§ **WHAT THIS EXERCISE ASKS**:
1. Translate this sentence from the film review into Spanish: "Sadly, Now You See Me proves to be more frazzle than dazzle."
2. Summarize the film review in two sentences.

§ **SOURCE PASSAGE**:
------------------------------------
Doubtless the pitch was impressive: “Hey, imagine Ocean’s Eleven crossed with a killer magic act by David Copperfield. Plus we’ve got Morgan Freeman!”
Sadly, Now You See Me proves to be more frazzle than dazzle. When all the magic dust settles and the tricks are tediously explained, what you’re left with is a claustrophobically self-important caper film that is enormously pleased with its own cleverness.
At the core of the story are four street magicians who get instantly famous when their debut show in Vegas involves them performing on stage while seemingly robbing a bank in Paris at exactly the same time. (The climax of the act involves them blizzarding the audience with a fortune in Euros.) This brings them to the attention of the FBI, in the person of a dogged but none too bright agent named Dylan Rhodes (Mark Ruffalo). And we know that Dylan ain’t so smart because not only does one of the magicians (Jesse Eisenberg) make a monkey of him in the interrogation room, but a famous “magician debunker” (Morgan Freeman) keeps telling Dylan that he is forever falling for the quartet’s misdirection and is thereby always two steps behind them.
------------------------------------
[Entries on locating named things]
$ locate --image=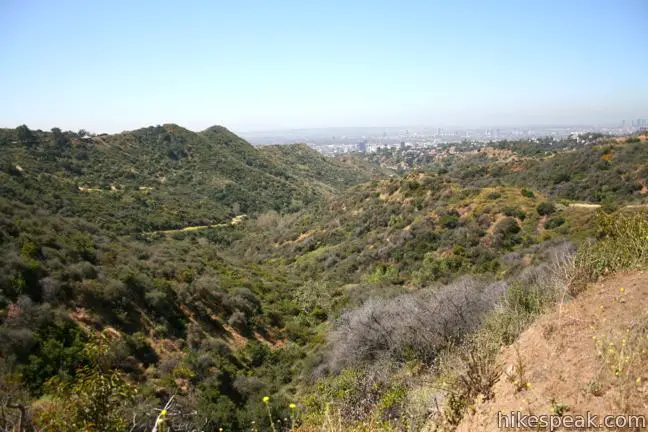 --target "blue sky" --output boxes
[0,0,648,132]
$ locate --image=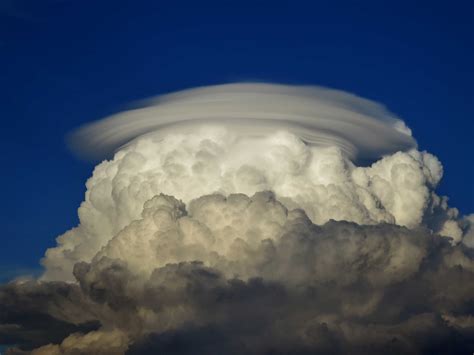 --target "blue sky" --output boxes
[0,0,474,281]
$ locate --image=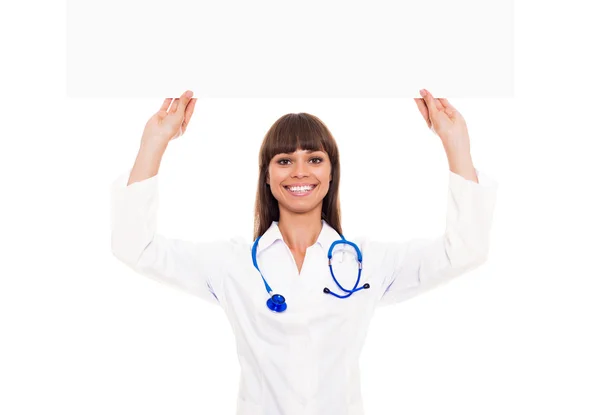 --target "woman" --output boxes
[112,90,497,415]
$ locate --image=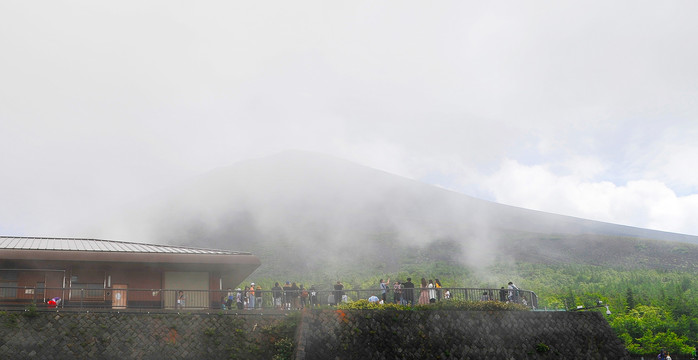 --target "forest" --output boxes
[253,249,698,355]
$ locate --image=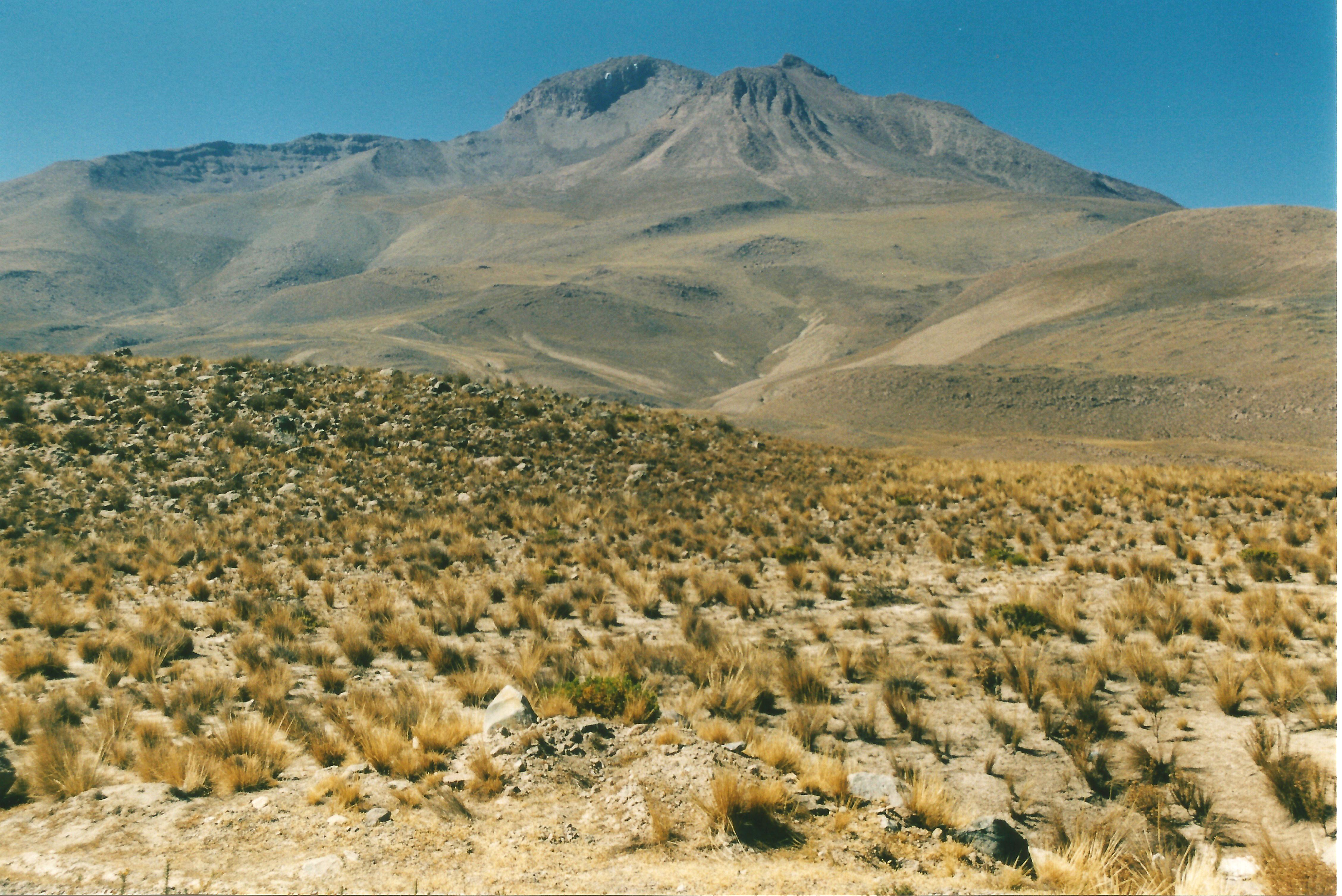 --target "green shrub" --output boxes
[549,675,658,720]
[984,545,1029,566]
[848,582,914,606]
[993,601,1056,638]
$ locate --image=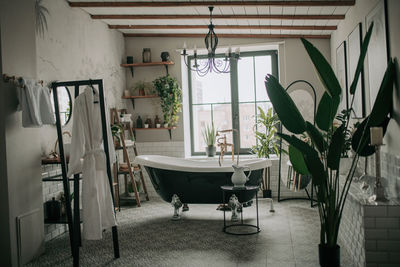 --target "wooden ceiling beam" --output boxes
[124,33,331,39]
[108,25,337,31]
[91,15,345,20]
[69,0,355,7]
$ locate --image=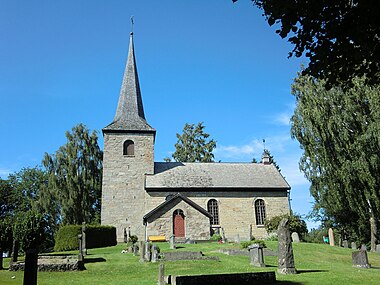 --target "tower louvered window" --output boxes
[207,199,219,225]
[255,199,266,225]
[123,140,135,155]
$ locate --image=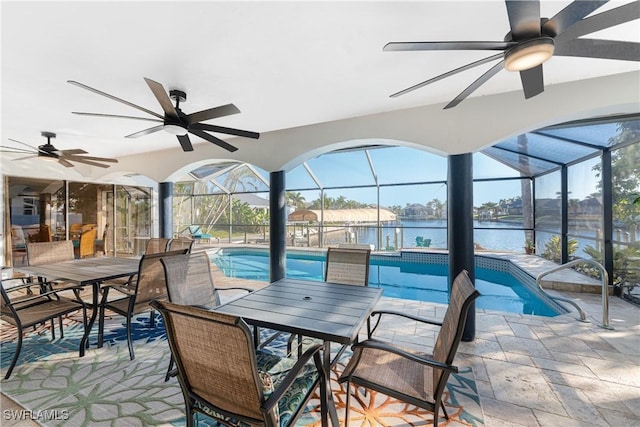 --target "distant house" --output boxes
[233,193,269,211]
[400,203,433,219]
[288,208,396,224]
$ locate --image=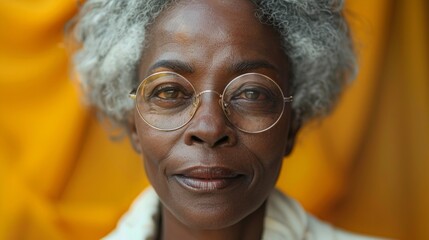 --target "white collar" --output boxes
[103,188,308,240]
------------------------------------
§ **EXPECTED OUTPUTS**:
1. Lamentablemente, Now You See Me resulta ser más desconcierto que deslumbramiento.

2. The review finds Now You See Me more frazzle than dazzle: once its tricks are tediously explained, what remains is a self-important caper film enormously pleased with its own cleverness. Its story follows four street magicians who become instantly famous when their Vegas debut seems to rob a Paris bank, which draws the attention of a dogged but not very bright FBI agent, Dylan Rhodes, whom one magician outwits in interrogation and a magician debunker keeps telling he is always two steps behind them.